*DIRECTIONS FOR THIS TASK*
Recast all of the data below as a numbered list, skipping any blank lines and leaving out the pictures.

*DATA FOR THIS TASK*
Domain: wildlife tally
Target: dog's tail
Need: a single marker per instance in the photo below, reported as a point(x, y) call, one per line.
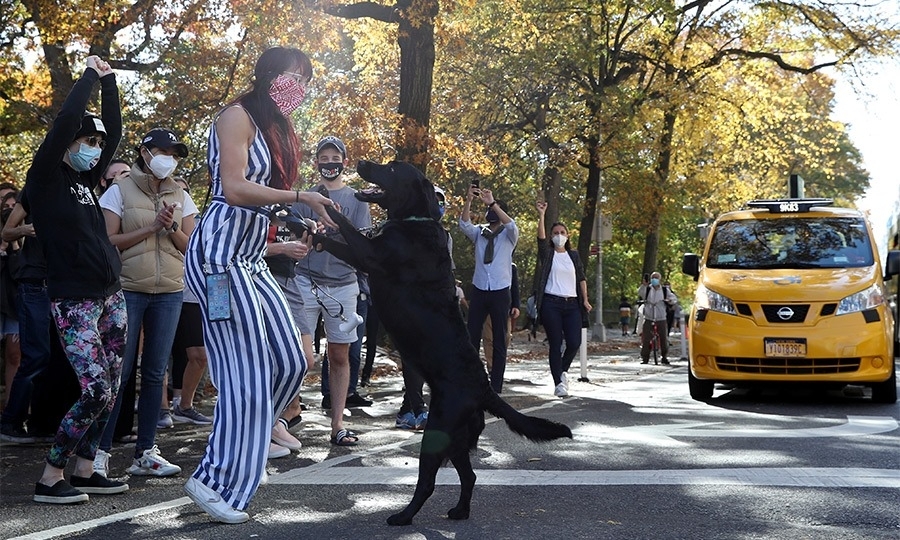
point(530, 427)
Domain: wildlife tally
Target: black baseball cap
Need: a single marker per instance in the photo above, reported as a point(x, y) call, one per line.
point(331, 140)
point(164, 138)
point(90, 124)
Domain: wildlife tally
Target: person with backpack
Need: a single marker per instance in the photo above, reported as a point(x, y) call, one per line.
point(656, 299)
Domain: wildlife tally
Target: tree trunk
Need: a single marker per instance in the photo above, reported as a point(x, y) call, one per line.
point(591, 196)
point(416, 40)
point(657, 202)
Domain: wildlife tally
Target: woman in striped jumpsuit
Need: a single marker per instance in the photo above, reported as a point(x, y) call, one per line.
point(255, 356)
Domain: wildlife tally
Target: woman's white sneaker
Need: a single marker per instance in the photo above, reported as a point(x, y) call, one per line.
point(152, 464)
point(212, 503)
point(101, 463)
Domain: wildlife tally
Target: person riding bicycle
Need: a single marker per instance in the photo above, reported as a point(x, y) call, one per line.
point(656, 298)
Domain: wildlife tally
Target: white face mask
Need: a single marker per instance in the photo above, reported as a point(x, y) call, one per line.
point(162, 166)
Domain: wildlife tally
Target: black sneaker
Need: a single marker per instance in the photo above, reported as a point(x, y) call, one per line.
point(99, 484)
point(60, 493)
point(16, 434)
point(356, 400)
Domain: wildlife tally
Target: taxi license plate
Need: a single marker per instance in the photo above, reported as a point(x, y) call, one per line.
point(785, 348)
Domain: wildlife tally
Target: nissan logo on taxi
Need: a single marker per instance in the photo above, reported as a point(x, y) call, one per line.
point(785, 313)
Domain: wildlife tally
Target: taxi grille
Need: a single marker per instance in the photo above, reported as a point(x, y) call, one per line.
point(792, 313)
point(788, 366)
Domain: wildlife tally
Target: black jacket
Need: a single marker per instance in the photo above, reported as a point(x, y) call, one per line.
point(81, 261)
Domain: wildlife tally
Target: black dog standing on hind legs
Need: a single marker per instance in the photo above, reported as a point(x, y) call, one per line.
point(409, 273)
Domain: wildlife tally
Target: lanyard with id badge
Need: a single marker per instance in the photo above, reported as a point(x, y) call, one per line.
point(218, 285)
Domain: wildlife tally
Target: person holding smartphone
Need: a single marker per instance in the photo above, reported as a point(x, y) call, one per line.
point(149, 218)
point(253, 347)
point(494, 243)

*TASK ANSWER*
1. Domain: wildlife tally
2. Target: dog's tail
3. Need: a single marker per instance in the photo below, reported as a point(x, y) call, one per line.
4. point(530, 427)
5. Domain: wildlife tally
6. Target: black baseball cap
7. Need: a single marker per instance in the photo above, reported as a point(x, y) call, one per line.
8. point(331, 140)
9. point(164, 138)
10. point(90, 124)
11. Domain: wildlife tally
12. Target: person with backpack
13. Need: a single marker per instance in the photo above, reported as a point(x, y) call, one per line.
14. point(656, 299)
15. Domain: wildlife tally
16. Target: tree trunk
17. Need: a single marker per instance in the photo above, reported as a point(x, y) call, one per line.
18. point(591, 196)
19. point(416, 40)
20. point(657, 202)
21. Domain: wildlife tally
22. Target: woman in striped jumpsuit
23. Need: a single marker per instance in the photo above, reported as a point(x, y) call, one per line.
24. point(255, 356)
25. Domain: wildlife tally
26. Target: woman's white sneaker
27. Need: a single marker per instance in the photo above, reported as a point(x, y) call, one per line.
28. point(152, 464)
29. point(212, 503)
30. point(101, 463)
31. Domain: wildlife tally
32. Target: person riding bicycle
33. Need: a single marker per instance in the photo above, reported as a point(x, y) call, one per line.
34. point(656, 298)
35. Domain: wildlife tally
36. Target: white face mask
37. Need: a single marker per instance in the photo above, reported as a point(x, y) call, one per line.
38. point(162, 166)
39. Domain: wildlife tally
40. Target: black sneaker
41. Need: a single marker per instance in the photo above, reported as a point(x, y) call, one per line.
42. point(99, 484)
43. point(60, 493)
44. point(16, 434)
45. point(356, 400)
46. Domain: wildlife tally
47. Target: taxi license plate
48. Need: a single marker per instance in the photo above, reported as a point(x, y) call, one per line.
49. point(785, 348)
50. Domain: wildlife tally
51. Target: nissan logo on taxi
52. Need: a single marker per instance in the photo above, reported as a point(x, y) call, one per line.
53. point(785, 313)
54. Domain: wildlife tally
55. Target: taxi grille
56. Need: a single marker per instance in the photo above, reported as a point(x, y) call, one per line.
57. point(792, 313)
58. point(788, 366)
59. Domain: wildlife tally
60. Target: black jacket
61. Need: a single marker per instance in the photo above, reported as a point(x, y) call, one per line.
62. point(81, 261)
63. Domain: wildlife tally
64. Target: black dog standing on hind legs
65. Need: a single marker per instance in the photo above, reported as a point(x, y) call, one per line.
66. point(409, 273)
67. Domain: wildlife tally
68. Target: lanyard with id badge
69. Need: a single marker per instance in the photo above, reported as a point(x, y) call, one per line.
70. point(218, 285)
71. Domain: wildlife tally
72. Target: person holding smartphone
73. Need: a single marker per instance in the photo above, reported as a point(x, y) call, one per line.
74. point(149, 218)
75. point(253, 347)
76. point(494, 243)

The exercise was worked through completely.